_TASK REQUIREMENTS:_ When writing out the listing below, reproduce every word exactly and skip the pictures.

_PROVIDED DATA:_
· · · ·

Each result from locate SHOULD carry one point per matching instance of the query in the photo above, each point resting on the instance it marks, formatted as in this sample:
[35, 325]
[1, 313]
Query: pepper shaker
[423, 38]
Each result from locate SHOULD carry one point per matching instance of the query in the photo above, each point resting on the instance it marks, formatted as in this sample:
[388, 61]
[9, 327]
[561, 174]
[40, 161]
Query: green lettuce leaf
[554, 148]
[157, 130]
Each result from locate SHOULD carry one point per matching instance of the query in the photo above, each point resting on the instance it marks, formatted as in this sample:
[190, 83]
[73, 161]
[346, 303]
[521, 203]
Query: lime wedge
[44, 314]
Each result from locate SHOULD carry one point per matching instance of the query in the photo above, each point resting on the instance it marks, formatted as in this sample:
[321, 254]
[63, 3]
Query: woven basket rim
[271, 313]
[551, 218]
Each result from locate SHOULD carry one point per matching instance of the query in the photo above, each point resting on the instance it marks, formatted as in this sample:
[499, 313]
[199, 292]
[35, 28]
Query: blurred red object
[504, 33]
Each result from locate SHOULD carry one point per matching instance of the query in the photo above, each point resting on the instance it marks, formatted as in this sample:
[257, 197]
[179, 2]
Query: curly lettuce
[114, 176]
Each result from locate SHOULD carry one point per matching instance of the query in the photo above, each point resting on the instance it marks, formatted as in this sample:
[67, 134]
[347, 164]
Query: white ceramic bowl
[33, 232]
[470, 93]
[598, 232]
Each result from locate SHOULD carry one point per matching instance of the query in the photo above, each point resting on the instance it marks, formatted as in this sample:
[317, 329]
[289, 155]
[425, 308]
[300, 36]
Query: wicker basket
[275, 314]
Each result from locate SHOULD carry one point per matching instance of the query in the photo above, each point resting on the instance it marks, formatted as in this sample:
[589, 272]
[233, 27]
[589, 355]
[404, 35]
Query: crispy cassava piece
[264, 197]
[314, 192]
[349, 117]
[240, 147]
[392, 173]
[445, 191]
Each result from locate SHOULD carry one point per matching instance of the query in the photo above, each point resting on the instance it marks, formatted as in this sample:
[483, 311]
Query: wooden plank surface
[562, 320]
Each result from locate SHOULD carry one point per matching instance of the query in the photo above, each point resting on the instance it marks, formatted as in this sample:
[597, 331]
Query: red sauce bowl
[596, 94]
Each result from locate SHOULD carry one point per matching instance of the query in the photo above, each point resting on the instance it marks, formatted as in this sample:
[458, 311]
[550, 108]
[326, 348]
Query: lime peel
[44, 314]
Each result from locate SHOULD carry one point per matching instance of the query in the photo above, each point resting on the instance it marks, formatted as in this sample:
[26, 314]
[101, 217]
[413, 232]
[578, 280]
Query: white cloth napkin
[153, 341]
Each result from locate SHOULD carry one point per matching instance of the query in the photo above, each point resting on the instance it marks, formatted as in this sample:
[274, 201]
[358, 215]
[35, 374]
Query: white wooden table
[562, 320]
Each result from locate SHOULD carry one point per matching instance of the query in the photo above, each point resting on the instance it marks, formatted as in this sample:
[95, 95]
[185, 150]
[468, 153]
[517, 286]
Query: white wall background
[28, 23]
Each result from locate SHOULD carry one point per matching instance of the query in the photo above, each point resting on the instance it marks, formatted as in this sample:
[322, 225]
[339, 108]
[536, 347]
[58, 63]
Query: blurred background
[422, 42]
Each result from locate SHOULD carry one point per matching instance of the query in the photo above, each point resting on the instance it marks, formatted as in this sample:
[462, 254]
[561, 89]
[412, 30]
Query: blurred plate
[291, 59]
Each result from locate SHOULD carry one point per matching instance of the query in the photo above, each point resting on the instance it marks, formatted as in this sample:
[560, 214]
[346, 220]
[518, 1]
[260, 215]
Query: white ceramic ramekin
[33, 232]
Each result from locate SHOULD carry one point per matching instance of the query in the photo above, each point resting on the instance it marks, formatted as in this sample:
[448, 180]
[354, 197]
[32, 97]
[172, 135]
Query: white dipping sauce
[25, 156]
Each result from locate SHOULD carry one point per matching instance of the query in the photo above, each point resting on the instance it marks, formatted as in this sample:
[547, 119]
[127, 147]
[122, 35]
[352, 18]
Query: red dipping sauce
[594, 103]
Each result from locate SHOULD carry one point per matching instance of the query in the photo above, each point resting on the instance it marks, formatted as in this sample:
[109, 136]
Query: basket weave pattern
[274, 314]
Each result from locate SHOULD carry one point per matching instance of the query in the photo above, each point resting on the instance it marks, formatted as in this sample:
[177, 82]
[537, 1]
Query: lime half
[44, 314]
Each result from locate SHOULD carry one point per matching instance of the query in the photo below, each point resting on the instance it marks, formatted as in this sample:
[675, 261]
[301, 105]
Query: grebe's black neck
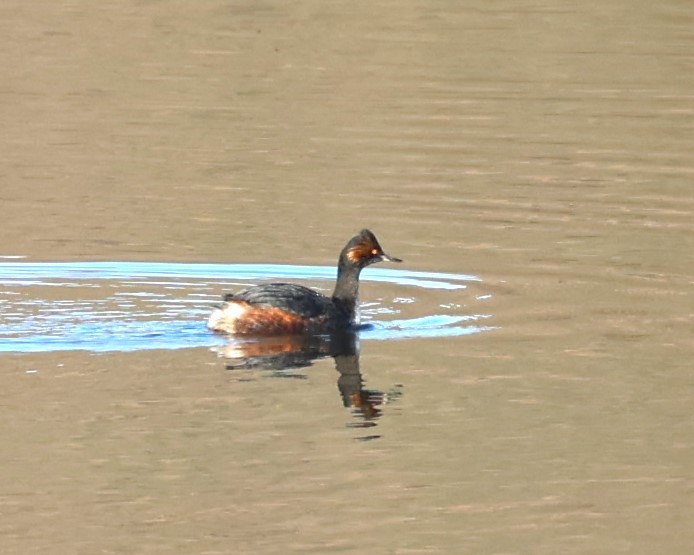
[346, 294]
[361, 251]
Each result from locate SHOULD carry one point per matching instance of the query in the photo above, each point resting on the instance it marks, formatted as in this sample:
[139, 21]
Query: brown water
[545, 147]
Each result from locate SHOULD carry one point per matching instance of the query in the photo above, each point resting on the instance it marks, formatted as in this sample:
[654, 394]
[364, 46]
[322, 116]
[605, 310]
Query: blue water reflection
[130, 306]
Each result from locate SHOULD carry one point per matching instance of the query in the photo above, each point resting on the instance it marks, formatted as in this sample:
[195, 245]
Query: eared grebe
[288, 309]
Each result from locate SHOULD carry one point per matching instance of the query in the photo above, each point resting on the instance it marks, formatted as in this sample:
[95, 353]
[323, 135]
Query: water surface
[155, 155]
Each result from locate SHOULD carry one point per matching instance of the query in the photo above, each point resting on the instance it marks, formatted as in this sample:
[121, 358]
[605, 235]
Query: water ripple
[129, 306]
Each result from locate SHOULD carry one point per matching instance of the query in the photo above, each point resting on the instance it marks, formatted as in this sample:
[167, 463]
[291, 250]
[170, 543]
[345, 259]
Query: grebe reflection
[281, 355]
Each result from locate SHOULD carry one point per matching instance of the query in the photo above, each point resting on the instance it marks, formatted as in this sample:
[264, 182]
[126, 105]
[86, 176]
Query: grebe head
[363, 250]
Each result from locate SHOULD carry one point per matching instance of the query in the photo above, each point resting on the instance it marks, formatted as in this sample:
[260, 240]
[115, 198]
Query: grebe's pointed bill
[387, 258]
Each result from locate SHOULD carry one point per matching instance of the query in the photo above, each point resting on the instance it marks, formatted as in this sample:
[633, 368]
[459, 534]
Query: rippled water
[129, 306]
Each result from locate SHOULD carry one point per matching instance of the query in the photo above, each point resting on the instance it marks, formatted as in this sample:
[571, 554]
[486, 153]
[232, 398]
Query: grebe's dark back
[288, 309]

· · · ·

_RESPONSE AREA:_
Each result from locate SHOULD carry one point per matching instance of the query in the photo above, each point resting on the instance it marks, formatted as in this sample:
[35, 325]
[1, 313]
Query: pepper shaker
[423, 38]
Each result from locate SHOULD carry one point per matching instance of the query in the photo above, each point resting on the instance it marks, formatted as in this sample:
[388, 61]
[9, 327]
[561, 174]
[40, 161]
Query: green lettuce leaf
[554, 148]
[157, 130]
Each result from locate SHOULD carry one point per matching instance of the query in the photo above, each point resting on the instance it marks, formatted as in this sample:
[190, 83]
[73, 161]
[346, 303]
[521, 203]
Query: lime wedge
[44, 314]
Each result from locate SHOULD carry one point per matching instance of the query in the photo above, each point resting on the instance it marks, formatted as in this sample:
[321, 254]
[63, 3]
Query: woven basket rim
[271, 313]
[551, 218]
Each result from locate SHOULD carry one point per matching instance of the query in the photo above, each point resting on the instance it marks, formatted as in this sample:
[499, 313]
[199, 292]
[35, 28]
Query: blurred red object
[504, 33]
Each result from locate SHOULD carry one point per matching instance of the query in the photo above, each point resting on the instance it marks, formatted as in this sample:
[257, 197]
[179, 2]
Query: curly lettuce
[114, 176]
Each result from locate SHOULD carry one point per matching instance of the query in the photo above, each point resting on the instance it marks, formatted as in this sample:
[67, 134]
[347, 164]
Query: white ceramic bowl
[33, 232]
[470, 93]
[598, 232]
Each result from locate SHOULD carry one point per matching instance of the query in the photo above, each point resting on the instance it marks, formatted as in this sample:
[317, 329]
[289, 155]
[425, 308]
[300, 36]
Query: wicker basket
[275, 314]
Each result from locate SHOULD carry one point per matching instance of the query in the photo above, each point resting on the instance it marks, formatted as in this sample:
[589, 272]
[233, 27]
[589, 355]
[404, 35]
Query: crispy cassava piece
[264, 197]
[314, 192]
[349, 117]
[240, 147]
[392, 173]
[445, 191]
Each result from locate SHOULD carry one point per matching instance of the query in the photo above, each point resting on the instance it marks, formatted as in this sample:
[483, 311]
Query: wooden plank surface
[562, 320]
Each result from locate SHOULD carry one point per matching instance of the query in the photo above, each point resting on the instance it marks, formatted as in this sample:
[597, 331]
Query: red sauce bowl
[596, 94]
Each result from locate SHOULD carry one point per matching instance of the query in the photo above, each point resting on the instance it marks, formatted as in this sample:
[458, 311]
[550, 108]
[326, 348]
Query: lime peel
[44, 314]
Each result from locate SHOULD carry one point per matching instance of the query in the photo above, each point resting on the instance it marks, formatted as in this sample:
[26, 314]
[101, 217]
[413, 232]
[578, 280]
Query: white cloth napkin
[153, 341]
Each result from locate SHOULD carry one point per matching instance of the query in the photo above, each point resting on the instance it marks, formatted as in this sample:
[274, 201]
[358, 215]
[35, 374]
Query: white wooden table
[562, 320]
Each result from locate SHOULD carry one point per matching instance of the query in the photo above, each point resting on the instance it marks, formatted as in this sample:
[95, 95]
[185, 150]
[468, 153]
[517, 286]
Query: white wall background
[28, 23]
Each result from locate SHOULD carry one point per matching instance of the query in the photo above, each point resting on the instance it marks, formatted as in this sample:
[322, 225]
[339, 108]
[536, 347]
[58, 63]
Query: blurred background
[422, 42]
Each result from locate SHOULD carry one point per matching instance of the query in the photo above, each point resting on the instance it marks, formatted as in this sample:
[462, 254]
[561, 89]
[412, 30]
Query: blurred plate
[291, 59]
Each result from locate SHOULD carry one point per matching instance of the query in the photo above, each point resting on the instance it marks, formatted as in this sample:
[560, 214]
[346, 220]
[518, 1]
[260, 215]
Query: white ceramic ramekin
[33, 232]
Each result from locate SHOULD carry one point per matching instance of the query in the photo above, each point resting on the instance it marks, formatted as in this sample:
[448, 180]
[354, 197]
[32, 97]
[172, 135]
Query: white dipping sauce
[25, 156]
Each result from locate SHOULD carry one point per matching instance of the query in the photo above, each point resting on the instance it marks, formatted as in this sample:
[547, 119]
[127, 147]
[122, 35]
[352, 18]
Query: red dipping sauce
[594, 103]
Each result from locate SHOULD carry one point per matching instance of the query in the photo above, each point resting on the instance it marks, formatted as in this sample:
[109, 136]
Query: basket weave pattern
[274, 314]
Each result from locate SHOULD carry one point per matching instance of the query in the photo above, each point resting on the instance it marks, formatted as in this sample:
[177, 82]
[537, 1]
Query: lime half
[44, 314]
Each result from locate SHOULD carry one point per matching instance of the query in the photo below, each point resting on the instance it marks, formatted as in this sample:
[675, 261]
[301, 105]
Query: grebe's black neck
[346, 294]
[361, 251]
Each result from locate SHOULD carry one point per matching instance of the query in the photo above, each point resting on the instance it marks, formatted as in this sample:
[139, 21]
Query: brown water
[545, 147]
Each result from locate SHOULD carry one point per matching instance of the query in the photo above, each point resting on the instance it marks, formatted as in this sample:
[654, 394]
[364, 46]
[322, 116]
[605, 310]
Query: blue water reflection
[130, 306]
Each result from locate SHOULD carry one point per matching instance of the query in the photo above, each point resting on the instance it marks, formatted as in this sample:
[195, 245]
Query: eared grebe
[288, 309]
Each result from locate SHOULD carry one point per matching instance of the query in the photo above, each point resting on the instance it marks, formatted as in this sample:
[95, 353]
[323, 135]
Query: water surface
[155, 155]
Each result from locate SHOULD carry one point per matching instance of the query in the photo above, each point resting on the instance it marks, formatted as in this sample:
[121, 358]
[605, 235]
Query: water ripple
[129, 306]
Each result from locate SHOULD carry one point per matching instance of the query in the photo above, each point resting on the instance it marks, formatted as in this sample:
[167, 463]
[291, 250]
[170, 543]
[345, 259]
Query: grebe reflection
[281, 355]
Each result from locate SHOULD carry one point per matching instance of the query in the photo above, each point resting on the instance it marks, formatted as in this sample:
[264, 182]
[126, 105]
[86, 176]
Query: grebe head
[363, 250]
Each result from locate SHOULD carry one point per matching instance of the query in the photo above, each point resting on the instance it marks, formatted as in this sample:
[260, 240]
[115, 198]
Query: grebe's pointed bill
[387, 258]
Each result from locate SHOULD carry one point per matching instance of the query in the photo above, each point resting on the instance it marks, formatted as in this sample:
[633, 368]
[459, 534]
Query: rippled water
[129, 306]
Each result from locate SHOULD carry one point per matching instance of the query in the photo above, each point resting on the instance it marks, formatted as in this sample:
[571, 554]
[486, 153]
[232, 398]
Query: grebe's dark back
[288, 309]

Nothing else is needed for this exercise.